## Request
Reproduce, with no changes, everything in the entries from the line containing "The user's intent is to interact with the knit" down to the end of the entries.

## Dataset content
<<<<

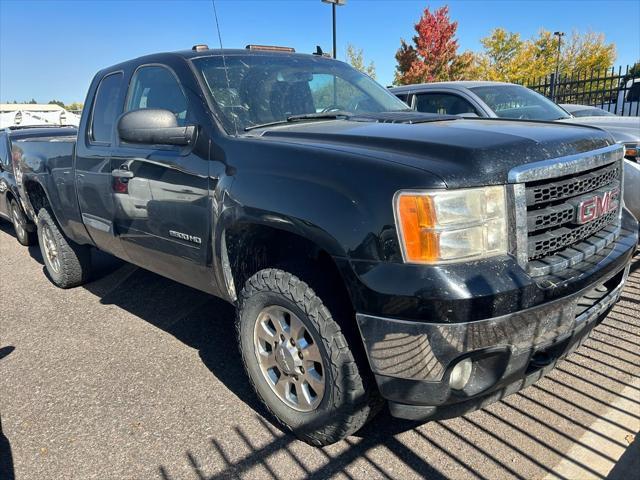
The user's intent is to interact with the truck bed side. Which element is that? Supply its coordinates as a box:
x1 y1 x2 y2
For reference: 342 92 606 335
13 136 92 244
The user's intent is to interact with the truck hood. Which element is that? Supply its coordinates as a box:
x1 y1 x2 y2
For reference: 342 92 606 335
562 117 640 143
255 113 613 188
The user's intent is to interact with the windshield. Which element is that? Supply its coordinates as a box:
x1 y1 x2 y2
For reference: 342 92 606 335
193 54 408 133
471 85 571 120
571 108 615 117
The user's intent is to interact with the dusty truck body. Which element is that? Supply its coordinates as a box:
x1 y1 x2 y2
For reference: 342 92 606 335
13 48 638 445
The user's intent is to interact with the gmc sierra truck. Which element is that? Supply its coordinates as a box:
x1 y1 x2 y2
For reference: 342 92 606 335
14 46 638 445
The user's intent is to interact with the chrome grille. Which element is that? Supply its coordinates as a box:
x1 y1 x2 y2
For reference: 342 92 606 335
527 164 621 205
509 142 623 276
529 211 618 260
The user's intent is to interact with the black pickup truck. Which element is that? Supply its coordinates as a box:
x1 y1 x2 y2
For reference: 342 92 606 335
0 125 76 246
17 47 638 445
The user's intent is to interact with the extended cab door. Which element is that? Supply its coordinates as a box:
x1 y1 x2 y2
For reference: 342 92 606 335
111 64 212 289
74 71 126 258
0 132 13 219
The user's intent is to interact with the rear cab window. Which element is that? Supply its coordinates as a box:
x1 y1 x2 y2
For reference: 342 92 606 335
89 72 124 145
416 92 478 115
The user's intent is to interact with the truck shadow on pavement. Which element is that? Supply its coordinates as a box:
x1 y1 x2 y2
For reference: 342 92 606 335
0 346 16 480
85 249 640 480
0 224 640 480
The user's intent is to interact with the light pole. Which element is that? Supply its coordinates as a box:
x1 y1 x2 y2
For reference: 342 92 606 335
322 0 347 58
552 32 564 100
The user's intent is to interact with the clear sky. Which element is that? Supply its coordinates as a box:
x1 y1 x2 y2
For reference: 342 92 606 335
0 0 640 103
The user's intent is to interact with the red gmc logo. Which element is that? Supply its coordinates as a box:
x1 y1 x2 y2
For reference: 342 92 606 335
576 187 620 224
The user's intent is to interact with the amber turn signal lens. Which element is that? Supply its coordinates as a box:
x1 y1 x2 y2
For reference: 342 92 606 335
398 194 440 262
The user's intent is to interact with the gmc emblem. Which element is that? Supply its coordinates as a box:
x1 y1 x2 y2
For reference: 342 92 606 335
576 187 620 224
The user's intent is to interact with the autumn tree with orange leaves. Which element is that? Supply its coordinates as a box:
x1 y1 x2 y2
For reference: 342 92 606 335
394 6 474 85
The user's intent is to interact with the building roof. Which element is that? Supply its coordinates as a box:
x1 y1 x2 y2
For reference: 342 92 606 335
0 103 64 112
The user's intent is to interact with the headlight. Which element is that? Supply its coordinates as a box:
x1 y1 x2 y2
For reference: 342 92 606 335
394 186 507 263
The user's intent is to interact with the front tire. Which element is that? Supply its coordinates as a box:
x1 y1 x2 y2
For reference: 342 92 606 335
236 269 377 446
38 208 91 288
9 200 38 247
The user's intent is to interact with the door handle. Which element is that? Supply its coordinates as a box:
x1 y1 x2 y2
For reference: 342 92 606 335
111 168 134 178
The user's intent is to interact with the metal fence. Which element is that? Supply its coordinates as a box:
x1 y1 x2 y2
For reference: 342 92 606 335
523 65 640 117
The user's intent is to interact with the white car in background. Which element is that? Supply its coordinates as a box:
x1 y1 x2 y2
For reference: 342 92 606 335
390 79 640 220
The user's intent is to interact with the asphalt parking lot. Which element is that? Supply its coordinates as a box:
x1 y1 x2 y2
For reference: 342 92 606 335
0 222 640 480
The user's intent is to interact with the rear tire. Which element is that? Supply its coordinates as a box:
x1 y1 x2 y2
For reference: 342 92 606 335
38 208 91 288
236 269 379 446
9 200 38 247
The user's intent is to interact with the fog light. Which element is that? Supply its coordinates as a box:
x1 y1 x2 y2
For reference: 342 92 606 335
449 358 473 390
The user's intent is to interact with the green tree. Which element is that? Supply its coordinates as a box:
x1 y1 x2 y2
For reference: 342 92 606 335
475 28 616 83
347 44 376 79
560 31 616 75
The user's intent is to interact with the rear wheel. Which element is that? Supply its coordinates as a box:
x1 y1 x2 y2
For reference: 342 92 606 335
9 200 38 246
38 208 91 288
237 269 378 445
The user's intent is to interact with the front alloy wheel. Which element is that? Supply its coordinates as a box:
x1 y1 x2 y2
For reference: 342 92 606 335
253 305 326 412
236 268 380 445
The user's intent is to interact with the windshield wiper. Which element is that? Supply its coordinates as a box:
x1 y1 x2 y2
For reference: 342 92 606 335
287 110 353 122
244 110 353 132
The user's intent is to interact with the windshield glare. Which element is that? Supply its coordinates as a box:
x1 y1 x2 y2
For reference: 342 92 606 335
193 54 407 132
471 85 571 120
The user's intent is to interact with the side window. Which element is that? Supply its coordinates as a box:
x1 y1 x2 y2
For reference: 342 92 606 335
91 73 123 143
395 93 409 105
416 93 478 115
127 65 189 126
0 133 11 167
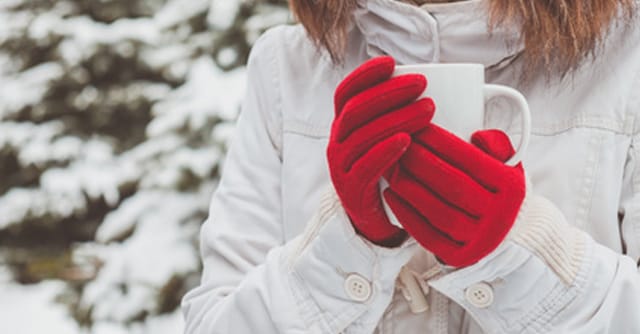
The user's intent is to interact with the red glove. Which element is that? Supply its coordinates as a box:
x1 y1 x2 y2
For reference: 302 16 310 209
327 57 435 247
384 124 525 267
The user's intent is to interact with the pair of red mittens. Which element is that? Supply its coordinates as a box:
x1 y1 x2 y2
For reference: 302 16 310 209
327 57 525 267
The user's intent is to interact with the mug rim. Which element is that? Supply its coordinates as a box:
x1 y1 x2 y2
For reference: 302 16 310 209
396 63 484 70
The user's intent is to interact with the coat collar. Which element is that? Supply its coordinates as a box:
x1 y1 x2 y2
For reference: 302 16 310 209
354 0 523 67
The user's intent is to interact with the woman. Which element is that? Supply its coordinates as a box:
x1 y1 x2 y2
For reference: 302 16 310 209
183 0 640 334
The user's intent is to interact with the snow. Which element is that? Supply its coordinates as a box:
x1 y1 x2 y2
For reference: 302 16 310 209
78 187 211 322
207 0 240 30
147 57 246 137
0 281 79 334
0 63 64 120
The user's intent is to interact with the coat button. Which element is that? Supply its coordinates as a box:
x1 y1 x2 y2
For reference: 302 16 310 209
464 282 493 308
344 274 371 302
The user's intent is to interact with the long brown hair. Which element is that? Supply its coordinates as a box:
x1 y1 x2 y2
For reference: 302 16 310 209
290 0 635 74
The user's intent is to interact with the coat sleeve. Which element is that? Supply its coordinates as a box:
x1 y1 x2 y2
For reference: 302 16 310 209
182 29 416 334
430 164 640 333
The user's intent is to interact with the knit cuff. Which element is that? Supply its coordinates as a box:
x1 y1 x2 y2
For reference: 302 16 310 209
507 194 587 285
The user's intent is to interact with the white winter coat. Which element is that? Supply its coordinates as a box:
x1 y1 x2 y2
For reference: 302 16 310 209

>>>>

## Complete answer
The user's intent is to interact with the knit cuff. Which element is that? Supply its coordinates as a box:
x1 y1 x2 y2
For reference: 302 16 310 209
507 194 587 285
The user's intent is to interact with the white winter coat. Which element is that? Supply its coordinates as a box:
x1 y1 x2 y2
For reference: 302 16 310 209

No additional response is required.